=== EXERCISE ===
In the data that follows, find the line with "red chili pile."; transcribe it, every later line up to the one with "Integration test — verify detection of the pile", and that line as well, exactly and with no others.

-------- EXCERPTED RECORDS

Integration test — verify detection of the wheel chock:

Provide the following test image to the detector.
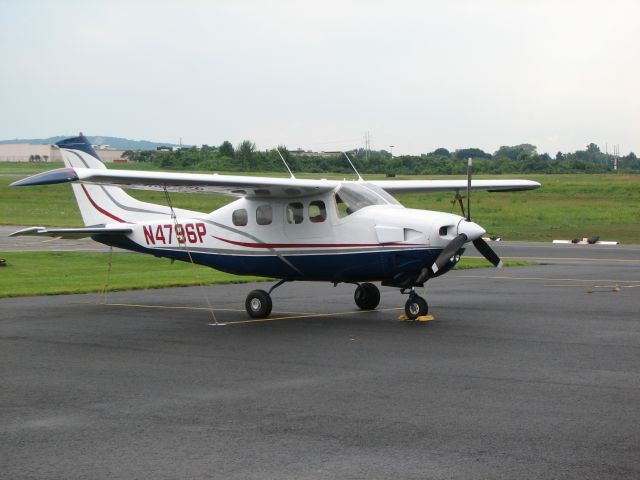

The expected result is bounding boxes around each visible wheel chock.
[396,314,435,322]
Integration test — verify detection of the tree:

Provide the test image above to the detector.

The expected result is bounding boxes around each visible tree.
[219,140,234,158]
[494,144,537,161]
[586,143,600,154]
[453,148,491,160]
[236,140,256,169]
[430,147,450,157]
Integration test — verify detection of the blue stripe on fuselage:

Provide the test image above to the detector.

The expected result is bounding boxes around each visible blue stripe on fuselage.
[93,235,455,282]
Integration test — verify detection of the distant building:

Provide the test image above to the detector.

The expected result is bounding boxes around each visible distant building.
[0,144,61,162]
[290,149,354,158]
[0,143,126,163]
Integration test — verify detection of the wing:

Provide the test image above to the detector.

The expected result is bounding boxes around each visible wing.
[11,168,340,198]
[10,226,133,239]
[369,179,541,194]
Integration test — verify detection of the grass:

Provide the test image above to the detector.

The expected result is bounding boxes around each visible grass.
[0,251,266,298]
[453,258,533,269]
[2,162,639,243]
[0,251,531,298]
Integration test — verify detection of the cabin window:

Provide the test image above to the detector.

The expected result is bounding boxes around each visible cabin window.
[308,200,326,223]
[286,202,304,224]
[232,208,248,226]
[335,194,350,218]
[335,183,401,219]
[256,204,273,225]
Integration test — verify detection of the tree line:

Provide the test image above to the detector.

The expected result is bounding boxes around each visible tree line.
[122,141,640,175]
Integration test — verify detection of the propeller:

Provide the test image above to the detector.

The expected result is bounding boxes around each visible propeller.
[431,158,503,274]
[432,233,467,274]
[473,237,503,268]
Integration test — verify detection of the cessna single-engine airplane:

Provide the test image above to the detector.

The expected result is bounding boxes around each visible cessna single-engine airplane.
[11,135,540,319]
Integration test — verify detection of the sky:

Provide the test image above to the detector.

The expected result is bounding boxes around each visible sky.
[1,0,638,155]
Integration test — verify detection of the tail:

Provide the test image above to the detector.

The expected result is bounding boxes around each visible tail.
[56,135,197,226]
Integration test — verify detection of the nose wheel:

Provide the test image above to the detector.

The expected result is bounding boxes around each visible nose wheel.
[404,292,428,320]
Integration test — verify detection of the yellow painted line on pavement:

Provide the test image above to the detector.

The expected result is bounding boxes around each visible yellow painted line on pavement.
[224,307,404,325]
[76,301,404,325]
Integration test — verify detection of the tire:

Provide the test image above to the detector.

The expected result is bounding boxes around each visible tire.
[245,290,273,318]
[354,283,381,310]
[404,295,428,320]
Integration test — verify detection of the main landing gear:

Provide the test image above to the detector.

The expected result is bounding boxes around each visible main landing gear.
[354,282,381,310]
[245,279,287,318]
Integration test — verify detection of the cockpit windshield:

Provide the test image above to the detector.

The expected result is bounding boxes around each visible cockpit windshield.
[334,182,401,217]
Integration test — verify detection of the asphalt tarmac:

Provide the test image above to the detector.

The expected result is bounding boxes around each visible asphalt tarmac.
[2,248,640,479]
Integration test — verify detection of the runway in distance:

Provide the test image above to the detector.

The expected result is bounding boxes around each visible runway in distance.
[10,135,540,319]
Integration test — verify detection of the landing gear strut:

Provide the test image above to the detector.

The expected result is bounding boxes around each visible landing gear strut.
[244,279,288,319]
[403,288,428,320]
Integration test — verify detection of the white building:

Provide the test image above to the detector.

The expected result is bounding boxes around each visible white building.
[0,144,126,163]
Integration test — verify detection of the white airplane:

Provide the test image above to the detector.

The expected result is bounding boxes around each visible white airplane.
[11,135,540,319]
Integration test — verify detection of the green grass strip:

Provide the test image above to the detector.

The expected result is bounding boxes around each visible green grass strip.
[0,251,266,298]
[454,257,534,269]
[0,251,533,298]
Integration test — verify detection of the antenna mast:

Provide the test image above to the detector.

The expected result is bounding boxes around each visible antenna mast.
[342,151,363,181]
[275,148,295,179]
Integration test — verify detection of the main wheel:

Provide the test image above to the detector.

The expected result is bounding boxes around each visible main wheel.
[245,290,273,318]
[404,295,428,320]
[354,282,381,310]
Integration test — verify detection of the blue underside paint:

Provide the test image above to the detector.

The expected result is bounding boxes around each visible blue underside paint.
[94,235,460,282]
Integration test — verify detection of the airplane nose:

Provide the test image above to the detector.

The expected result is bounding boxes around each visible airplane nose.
[457,219,486,241]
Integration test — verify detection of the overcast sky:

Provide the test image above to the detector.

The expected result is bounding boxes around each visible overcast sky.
[1,0,638,155]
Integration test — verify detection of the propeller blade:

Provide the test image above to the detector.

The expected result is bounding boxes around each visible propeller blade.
[432,233,467,274]
[473,237,503,268]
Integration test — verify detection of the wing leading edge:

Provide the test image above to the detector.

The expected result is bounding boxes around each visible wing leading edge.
[369,179,541,193]
[11,167,340,198]
[12,167,540,197]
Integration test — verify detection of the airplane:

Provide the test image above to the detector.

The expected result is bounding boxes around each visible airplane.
[10,135,540,319]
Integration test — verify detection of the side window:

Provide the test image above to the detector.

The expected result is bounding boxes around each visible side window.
[308,200,326,223]
[335,194,349,218]
[232,208,248,226]
[286,202,304,224]
[256,204,272,225]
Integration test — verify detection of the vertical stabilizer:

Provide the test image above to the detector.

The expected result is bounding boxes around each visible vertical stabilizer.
[56,135,198,226]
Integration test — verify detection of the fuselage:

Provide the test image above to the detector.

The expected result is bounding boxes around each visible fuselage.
[96,182,470,283]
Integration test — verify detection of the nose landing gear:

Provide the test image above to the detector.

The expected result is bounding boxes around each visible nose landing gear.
[403,288,429,320]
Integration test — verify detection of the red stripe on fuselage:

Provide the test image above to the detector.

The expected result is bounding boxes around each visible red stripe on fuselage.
[213,236,421,249]
[81,185,128,223]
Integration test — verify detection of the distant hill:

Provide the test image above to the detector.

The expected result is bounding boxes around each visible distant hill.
[0,136,186,150]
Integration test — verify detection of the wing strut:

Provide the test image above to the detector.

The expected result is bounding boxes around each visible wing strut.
[161,187,224,326]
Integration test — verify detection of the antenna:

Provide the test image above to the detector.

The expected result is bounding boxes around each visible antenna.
[342,151,363,181]
[275,148,295,179]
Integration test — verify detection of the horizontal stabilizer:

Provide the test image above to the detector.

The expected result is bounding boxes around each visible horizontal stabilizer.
[10,226,133,239]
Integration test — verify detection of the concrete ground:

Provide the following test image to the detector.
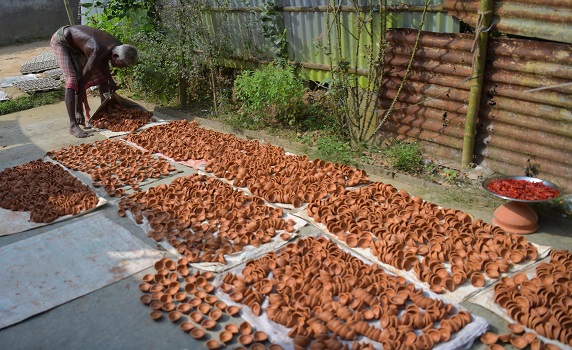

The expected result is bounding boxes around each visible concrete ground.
[0,101,570,349]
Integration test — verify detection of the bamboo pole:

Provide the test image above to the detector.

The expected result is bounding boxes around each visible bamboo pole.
[462,0,494,168]
[63,0,75,25]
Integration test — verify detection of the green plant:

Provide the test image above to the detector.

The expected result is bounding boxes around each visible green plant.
[0,90,64,116]
[233,64,306,127]
[315,135,357,166]
[260,0,288,60]
[318,0,432,147]
[443,168,459,184]
[381,139,423,173]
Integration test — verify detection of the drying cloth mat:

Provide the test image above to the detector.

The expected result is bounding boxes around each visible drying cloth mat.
[122,201,307,273]
[0,196,106,237]
[20,52,58,74]
[467,257,571,350]
[0,213,163,329]
[213,232,489,350]
[0,158,106,236]
[293,209,551,304]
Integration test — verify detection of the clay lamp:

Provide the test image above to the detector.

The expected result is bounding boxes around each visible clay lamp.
[162,302,176,312]
[142,274,154,283]
[174,292,187,302]
[480,332,499,345]
[215,301,227,310]
[177,303,192,314]
[201,319,217,330]
[140,295,152,305]
[510,336,528,349]
[190,311,203,323]
[198,303,211,314]
[269,345,284,350]
[239,321,252,335]
[203,283,216,293]
[508,323,524,334]
[150,310,163,321]
[219,330,234,343]
[150,301,163,310]
[253,331,268,342]
[251,343,266,350]
[206,340,223,350]
[482,176,561,234]
[168,311,182,322]
[226,305,241,316]
[209,309,223,321]
[225,324,239,334]
[238,334,253,346]
[180,322,194,332]
[189,297,202,307]
[190,328,205,339]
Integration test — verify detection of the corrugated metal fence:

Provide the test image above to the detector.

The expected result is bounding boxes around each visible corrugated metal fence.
[379,29,572,191]
[206,0,571,191]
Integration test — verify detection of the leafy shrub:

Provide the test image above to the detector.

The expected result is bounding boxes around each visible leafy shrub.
[233,64,306,127]
[382,139,423,173]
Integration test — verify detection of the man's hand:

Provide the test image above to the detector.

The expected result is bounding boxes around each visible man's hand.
[75,112,86,127]
[109,80,118,94]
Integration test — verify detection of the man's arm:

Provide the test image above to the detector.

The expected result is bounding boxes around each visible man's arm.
[100,60,117,94]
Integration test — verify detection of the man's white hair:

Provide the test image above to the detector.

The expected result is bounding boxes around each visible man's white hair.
[112,44,138,66]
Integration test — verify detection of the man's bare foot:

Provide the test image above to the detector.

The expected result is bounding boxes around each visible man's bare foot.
[70,124,88,138]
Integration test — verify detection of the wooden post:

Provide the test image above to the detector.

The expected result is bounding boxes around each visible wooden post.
[462,0,494,168]
[63,0,75,25]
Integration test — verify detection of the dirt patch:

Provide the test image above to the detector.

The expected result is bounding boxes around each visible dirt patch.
[0,40,51,78]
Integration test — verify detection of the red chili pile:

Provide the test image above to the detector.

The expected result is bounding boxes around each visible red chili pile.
[487,178,559,200]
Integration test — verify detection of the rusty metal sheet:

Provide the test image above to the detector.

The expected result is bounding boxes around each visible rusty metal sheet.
[443,0,572,44]
[379,29,572,191]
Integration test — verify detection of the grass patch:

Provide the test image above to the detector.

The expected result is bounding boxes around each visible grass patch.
[315,135,357,166]
[0,89,65,116]
[381,139,423,174]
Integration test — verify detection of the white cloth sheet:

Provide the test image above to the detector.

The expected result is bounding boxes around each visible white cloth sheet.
[0,213,163,329]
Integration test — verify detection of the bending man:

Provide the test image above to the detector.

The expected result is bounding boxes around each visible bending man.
[51,25,138,138]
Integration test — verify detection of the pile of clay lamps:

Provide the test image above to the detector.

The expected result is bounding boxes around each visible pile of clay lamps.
[90,100,152,132]
[306,182,538,294]
[125,120,223,161]
[0,159,98,222]
[493,249,572,347]
[119,174,295,264]
[481,322,561,350]
[205,144,370,207]
[47,139,176,197]
[220,236,473,350]
[140,257,284,350]
[124,120,370,207]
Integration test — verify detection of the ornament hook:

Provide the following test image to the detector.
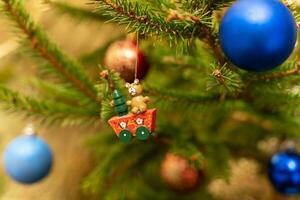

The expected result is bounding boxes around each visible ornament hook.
[23,123,36,136]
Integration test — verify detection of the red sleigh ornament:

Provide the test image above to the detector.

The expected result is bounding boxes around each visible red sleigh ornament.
[109,109,156,142]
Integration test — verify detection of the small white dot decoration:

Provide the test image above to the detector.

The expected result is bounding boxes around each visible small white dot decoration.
[136,118,144,125]
[120,122,127,128]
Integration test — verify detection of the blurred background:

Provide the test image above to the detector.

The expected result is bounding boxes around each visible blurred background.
[0,0,120,199]
[0,0,299,200]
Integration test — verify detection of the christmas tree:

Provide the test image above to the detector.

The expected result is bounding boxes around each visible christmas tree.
[0,0,300,199]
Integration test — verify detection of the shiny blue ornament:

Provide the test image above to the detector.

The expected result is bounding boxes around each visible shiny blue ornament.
[3,134,53,184]
[220,0,297,72]
[268,151,300,195]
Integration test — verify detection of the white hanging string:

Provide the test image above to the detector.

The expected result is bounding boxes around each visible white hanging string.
[134,33,139,82]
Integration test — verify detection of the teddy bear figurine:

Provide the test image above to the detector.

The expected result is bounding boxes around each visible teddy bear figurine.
[125,79,150,114]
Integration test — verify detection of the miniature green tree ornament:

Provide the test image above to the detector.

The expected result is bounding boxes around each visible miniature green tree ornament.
[112,90,128,116]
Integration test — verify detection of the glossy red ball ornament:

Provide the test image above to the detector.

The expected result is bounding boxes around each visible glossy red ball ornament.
[104,40,150,82]
[160,153,201,192]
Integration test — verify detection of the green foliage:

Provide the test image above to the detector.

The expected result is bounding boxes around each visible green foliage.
[146,82,214,103]
[83,133,161,197]
[100,99,114,121]
[0,85,98,126]
[31,79,91,105]
[179,0,234,12]
[92,0,212,41]
[1,0,300,199]
[207,63,244,96]
[0,0,98,104]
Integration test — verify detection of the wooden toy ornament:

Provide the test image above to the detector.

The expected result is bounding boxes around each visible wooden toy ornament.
[108,34,157,142]
[125,79,150,114]
[108,80,156,142]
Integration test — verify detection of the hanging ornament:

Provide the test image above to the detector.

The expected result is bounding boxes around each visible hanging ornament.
[3,124,53,184]
[160,153,201,192]
[108,80,156,142]
[104,39,150,82]
[106,34,156,142]
[219,0,297,72]
[268,149,300,195]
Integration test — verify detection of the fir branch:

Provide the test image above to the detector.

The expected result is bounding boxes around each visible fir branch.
[0,85,99,125]
[31,79,96,107]
[208,63,243,97]
[230,110,272,131]
[98,68,126,121]
[260,64,300,80]
[92,0,211,40]
[207,0,235,10]
[84,141,158,196]
[1,0,99,103]
[174,0,226,64]
[144,83,219,104]
[100,99,114,122]
[206,33,226,65]
[246,61,300,82]
[179,0,234,13]
[93,0,226,63]
[179,0,204,12]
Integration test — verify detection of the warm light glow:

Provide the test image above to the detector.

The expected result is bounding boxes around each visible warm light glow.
[123,49,136,59]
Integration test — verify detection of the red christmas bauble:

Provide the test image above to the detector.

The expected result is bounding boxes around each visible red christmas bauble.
[104,39,150,82]
[160,153,200,192]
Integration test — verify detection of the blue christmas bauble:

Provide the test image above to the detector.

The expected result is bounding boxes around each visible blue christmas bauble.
[3,135,53,184]
[220,0,297,72]
[268,151,300,195]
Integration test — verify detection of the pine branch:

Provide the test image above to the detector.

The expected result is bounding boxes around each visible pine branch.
[257,65,300,80]
[0,85,99,125]
[92,0,226,64]
[92,0,212,41]
[144,83,219,104]
[208,63,243,99]
[179,0,204,12]
[207,0,235,10]
[98,68,127,121]
[1,0,99,104]
[31,79,96,107]
[175,0,226,64]
[206,34,226,65]
[84,140,158,196]
[98,81,223,120]
[179,0,234,13]
[100,99,115,122]
[245,61,300,82]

----------------

=== SOLUTION TO THIS TASK ===
The expected result is bounding boxes around each visible red chili pile.
[487,178,559,200]
Integration test — verify detection of the rusty metal sheet:

Provide the test image above to the detector.

The expected result is bounding boxes around each visible rusty metal sheet.
[443,0,572,44]
[379,29,572,191]
Integration test — verify detection of the grass patch:

Provide the test image above to the detector.

The expected result is bounding boxes around each visible grass patch.
[315,135,357,166]
[0,89,65,116]
[381,139,423,174]
Integration test — verify detection of the white cloth sheet:

Provide the test image above to the detector.

The expected result is bounding boxes around each visible white cloth sheet.
[0,213,163,329]
Integration test — verify detection of the bending man:

Provide the test image above to the detector.

The expected result is bounding boxes around each visible bending man.
[51,25,138,138]
Integration test — verify detection of the pile of clay lamps:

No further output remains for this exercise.